Prompt => Convert the lines of the listing below, from the line containing "Compliance review item #7: evidence of earring" through the end of the listing, into a JSON list of strings with one string per line. Leave out any blank lines.

Supplied data =>
----
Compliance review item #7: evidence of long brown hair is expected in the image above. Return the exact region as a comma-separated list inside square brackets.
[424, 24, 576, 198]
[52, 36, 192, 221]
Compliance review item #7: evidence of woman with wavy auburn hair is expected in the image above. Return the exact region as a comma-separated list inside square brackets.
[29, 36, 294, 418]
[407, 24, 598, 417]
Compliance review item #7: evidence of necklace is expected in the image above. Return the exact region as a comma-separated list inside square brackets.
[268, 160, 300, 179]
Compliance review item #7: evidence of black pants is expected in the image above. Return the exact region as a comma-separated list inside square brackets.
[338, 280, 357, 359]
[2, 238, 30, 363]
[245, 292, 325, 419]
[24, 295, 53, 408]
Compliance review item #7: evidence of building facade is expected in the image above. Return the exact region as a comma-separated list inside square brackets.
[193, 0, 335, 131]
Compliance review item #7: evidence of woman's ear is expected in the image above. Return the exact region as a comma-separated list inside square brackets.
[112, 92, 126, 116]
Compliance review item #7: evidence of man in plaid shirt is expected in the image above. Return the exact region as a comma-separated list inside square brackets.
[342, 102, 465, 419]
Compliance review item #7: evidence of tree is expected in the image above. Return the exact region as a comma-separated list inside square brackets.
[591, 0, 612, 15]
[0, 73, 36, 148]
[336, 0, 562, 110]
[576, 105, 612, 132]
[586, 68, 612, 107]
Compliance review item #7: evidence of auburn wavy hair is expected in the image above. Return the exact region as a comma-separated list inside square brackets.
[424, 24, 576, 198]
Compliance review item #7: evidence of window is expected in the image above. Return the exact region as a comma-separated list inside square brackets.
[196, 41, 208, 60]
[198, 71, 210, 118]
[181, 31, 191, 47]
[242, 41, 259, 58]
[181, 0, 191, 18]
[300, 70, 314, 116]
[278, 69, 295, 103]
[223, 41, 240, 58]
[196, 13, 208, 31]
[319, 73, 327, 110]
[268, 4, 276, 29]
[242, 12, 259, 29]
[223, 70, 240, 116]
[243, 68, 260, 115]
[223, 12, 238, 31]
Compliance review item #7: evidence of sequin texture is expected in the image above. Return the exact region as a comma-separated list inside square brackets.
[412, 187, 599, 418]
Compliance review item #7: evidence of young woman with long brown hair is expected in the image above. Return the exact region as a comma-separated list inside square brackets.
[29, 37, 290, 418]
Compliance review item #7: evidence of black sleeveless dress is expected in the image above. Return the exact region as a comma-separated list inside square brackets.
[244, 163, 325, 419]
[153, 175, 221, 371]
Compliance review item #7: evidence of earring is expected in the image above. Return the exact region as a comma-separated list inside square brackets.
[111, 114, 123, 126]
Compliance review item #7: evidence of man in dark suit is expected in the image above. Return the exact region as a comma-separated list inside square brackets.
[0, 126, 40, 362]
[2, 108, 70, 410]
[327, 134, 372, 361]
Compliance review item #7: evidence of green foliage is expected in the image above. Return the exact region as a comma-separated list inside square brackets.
----
Response below =>
[
  "Compliance review item #7: evidence of earring is expected in the image above. Return the exact region as a comma-separated list inside square brackets.",
  "[111, 114, 123, 126]",
  "Compliance review item #7: evidence of man in dark suit is expected in the image above. Return the exact region as a comma-separated list inside square brackets.",
  "[0, 126, 40, 362]",
  "[2, 108, 70, 410]",
  "[327, 134, 372, 361]",
  "Compliance review item #7: evidence of green foliage is expected in the image above. Return the exact region as a comma-separated list inside square brackets."
]